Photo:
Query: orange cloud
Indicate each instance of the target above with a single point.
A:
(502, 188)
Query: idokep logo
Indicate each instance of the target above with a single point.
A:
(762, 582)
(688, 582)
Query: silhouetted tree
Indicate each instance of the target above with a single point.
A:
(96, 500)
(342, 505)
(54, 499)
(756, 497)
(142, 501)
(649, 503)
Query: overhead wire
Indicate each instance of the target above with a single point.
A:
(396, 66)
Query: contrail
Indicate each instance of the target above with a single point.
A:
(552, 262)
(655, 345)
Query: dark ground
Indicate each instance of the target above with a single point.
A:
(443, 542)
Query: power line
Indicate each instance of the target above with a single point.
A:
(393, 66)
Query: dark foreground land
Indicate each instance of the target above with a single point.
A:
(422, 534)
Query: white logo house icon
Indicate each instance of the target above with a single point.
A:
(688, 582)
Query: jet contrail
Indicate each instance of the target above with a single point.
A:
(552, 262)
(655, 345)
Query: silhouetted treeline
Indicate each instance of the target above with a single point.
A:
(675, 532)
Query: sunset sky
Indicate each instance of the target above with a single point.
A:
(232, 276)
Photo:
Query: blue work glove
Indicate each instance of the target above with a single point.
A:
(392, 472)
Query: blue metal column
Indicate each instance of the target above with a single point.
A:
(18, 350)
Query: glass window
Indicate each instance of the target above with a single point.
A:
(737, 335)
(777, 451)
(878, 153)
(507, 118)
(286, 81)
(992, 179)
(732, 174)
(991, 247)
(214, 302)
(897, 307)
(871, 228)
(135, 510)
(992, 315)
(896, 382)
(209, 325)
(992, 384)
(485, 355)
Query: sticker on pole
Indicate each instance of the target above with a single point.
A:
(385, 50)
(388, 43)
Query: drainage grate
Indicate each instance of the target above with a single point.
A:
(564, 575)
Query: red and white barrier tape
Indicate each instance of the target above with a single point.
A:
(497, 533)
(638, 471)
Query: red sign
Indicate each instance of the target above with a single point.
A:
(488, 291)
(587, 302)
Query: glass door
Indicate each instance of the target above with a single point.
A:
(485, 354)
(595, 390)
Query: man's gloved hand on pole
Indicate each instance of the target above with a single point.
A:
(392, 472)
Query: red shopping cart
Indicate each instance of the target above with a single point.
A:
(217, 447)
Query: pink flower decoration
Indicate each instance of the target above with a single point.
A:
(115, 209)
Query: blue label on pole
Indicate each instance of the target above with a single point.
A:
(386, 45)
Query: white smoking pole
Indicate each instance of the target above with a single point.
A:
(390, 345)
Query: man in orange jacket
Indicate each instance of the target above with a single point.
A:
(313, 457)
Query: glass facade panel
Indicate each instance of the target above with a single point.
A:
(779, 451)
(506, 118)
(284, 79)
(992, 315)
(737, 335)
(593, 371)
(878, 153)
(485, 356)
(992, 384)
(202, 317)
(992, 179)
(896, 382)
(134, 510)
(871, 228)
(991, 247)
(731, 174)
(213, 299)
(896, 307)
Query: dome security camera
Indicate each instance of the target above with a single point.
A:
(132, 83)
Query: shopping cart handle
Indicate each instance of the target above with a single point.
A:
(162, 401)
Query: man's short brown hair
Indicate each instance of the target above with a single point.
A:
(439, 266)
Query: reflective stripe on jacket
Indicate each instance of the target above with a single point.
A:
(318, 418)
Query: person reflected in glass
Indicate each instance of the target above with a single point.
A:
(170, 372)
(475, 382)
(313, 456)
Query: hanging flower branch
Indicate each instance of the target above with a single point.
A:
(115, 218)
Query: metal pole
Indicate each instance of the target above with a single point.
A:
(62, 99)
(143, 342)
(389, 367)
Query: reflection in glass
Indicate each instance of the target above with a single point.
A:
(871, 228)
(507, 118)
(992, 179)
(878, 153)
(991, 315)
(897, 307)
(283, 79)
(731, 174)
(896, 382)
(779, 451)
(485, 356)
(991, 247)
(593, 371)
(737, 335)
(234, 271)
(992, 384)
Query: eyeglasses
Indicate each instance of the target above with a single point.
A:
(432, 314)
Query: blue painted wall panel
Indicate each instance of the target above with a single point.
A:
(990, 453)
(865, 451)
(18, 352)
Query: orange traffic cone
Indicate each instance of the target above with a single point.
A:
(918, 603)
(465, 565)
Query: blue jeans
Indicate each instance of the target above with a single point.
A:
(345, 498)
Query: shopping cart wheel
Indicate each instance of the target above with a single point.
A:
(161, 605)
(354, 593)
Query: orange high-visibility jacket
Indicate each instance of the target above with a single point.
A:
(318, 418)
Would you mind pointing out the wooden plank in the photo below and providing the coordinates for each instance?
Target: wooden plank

EXERCISE DESCRIPTION: Take the entries above and return only the lines from the one with "Query: reflection in glass" to the one with "Query: blue painted wall panel", both included, unchanged.

THE ANSWER:
Query: reflection in glass
Indicate each instance of the target above with a single point.
A:
(871, 228)
(507, 118)
(992, 179)
(878, 153)
(991, 315)
(897, 307)
(283, 79)
(731, 174)
(896, 382)
(779, 451)
(485, 356)
(991, 247)
(593, 371)
(737, 335)
(234, 271)
(992, 384)
Query: eyeglasses
Indicate each instance of the target above with a single point.
A:
(432, 314)
Query: blue painted wall panel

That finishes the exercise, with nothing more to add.